GIVEN INSTRUCTION ->
Report every line of the items below that contains the string "instance", copying each such line in full.

SUPPLIED RECORDS ->
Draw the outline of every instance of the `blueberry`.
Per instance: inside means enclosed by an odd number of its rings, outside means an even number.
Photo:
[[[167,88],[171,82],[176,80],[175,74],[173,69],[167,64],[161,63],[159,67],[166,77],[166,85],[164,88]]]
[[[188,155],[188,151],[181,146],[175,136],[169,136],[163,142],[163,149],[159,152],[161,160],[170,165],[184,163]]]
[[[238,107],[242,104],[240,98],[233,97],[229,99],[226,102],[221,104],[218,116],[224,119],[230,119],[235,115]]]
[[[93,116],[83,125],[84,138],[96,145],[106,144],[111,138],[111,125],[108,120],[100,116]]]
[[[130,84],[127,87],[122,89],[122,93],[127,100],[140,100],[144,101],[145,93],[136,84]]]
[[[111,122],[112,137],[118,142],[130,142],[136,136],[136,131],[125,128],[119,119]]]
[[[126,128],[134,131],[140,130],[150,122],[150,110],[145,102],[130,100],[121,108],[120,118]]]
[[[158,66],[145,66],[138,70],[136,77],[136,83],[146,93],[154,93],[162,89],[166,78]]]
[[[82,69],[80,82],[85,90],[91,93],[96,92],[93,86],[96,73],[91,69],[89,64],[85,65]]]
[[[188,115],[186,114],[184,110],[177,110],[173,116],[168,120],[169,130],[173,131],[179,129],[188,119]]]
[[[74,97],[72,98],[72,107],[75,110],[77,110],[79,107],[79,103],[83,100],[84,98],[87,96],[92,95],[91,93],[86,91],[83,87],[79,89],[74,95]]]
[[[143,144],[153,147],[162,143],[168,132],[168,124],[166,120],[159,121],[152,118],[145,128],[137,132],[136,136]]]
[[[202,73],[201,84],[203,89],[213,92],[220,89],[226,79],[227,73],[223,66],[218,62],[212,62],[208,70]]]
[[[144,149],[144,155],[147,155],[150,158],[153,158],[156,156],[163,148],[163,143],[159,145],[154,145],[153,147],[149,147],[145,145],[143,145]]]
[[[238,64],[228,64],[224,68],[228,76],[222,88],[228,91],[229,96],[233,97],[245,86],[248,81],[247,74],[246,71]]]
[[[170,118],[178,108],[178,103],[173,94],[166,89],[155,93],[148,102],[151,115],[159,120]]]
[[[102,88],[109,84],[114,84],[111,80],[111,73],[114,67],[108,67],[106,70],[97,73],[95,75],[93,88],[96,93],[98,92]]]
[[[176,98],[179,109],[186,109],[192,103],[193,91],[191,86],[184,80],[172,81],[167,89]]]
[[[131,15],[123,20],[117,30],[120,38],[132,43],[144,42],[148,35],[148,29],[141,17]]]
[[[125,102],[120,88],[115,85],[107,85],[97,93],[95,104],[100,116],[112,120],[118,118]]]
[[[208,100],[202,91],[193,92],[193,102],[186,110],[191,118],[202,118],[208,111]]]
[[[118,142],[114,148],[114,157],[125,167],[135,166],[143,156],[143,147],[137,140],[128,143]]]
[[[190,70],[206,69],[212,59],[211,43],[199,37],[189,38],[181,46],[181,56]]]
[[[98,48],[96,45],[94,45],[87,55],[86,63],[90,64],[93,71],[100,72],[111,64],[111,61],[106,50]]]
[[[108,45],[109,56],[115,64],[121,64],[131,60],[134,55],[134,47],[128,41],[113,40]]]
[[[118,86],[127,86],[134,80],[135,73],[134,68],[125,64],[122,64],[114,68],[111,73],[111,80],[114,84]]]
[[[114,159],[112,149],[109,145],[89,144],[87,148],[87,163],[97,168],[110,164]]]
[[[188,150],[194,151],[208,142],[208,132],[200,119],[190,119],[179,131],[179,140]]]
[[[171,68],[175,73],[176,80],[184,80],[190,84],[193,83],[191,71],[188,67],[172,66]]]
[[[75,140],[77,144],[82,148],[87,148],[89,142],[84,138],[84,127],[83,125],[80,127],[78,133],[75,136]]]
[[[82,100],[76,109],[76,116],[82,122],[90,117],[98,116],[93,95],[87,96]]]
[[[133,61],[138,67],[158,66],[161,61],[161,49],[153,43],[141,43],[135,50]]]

OUTPUT OF THE EXERCISE ->
Draw the outline of every instance of the `blueberry`.
Per instance: inside means enclosed by an odd number of its rings, outside means an even number.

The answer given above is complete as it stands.